Starting from the line in which "Query: airboat hull" appears, output every line down to the last line of the data below, exactly and without anything more.

☆ ☆ ☆ ☆

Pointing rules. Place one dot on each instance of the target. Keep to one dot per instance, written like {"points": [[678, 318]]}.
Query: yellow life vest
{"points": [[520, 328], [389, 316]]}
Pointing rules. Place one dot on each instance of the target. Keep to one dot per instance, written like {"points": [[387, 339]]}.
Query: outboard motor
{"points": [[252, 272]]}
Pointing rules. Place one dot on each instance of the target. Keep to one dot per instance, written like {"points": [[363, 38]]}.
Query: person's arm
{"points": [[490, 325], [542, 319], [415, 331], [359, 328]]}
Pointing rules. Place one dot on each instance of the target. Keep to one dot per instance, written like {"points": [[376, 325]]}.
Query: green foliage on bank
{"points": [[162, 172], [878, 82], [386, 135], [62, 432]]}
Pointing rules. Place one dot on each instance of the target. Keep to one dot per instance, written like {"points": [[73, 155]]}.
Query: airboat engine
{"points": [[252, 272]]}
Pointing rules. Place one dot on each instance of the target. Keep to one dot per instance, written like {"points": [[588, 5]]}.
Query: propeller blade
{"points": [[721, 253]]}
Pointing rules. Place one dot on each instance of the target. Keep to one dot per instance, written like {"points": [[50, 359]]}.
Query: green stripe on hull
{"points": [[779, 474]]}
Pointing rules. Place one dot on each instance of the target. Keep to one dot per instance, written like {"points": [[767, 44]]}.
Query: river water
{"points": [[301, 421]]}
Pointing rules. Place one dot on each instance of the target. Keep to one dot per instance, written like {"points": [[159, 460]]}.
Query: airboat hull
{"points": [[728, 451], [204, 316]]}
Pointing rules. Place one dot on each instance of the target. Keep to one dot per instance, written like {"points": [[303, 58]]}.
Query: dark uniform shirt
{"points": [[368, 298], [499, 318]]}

☆ ☆ ☆ ☆

> **EXPECTED OUTPUT**
Query: airboat hull
{"points": [[728, 451], [204, 316]]}
Pointing rules. Place one dot on each instance of the target. Keep to one dot per instance, written like {"points": [[303, 58]]}.
Query: dark uniform shirt
{"points": [[368, 298], [499, 318]]}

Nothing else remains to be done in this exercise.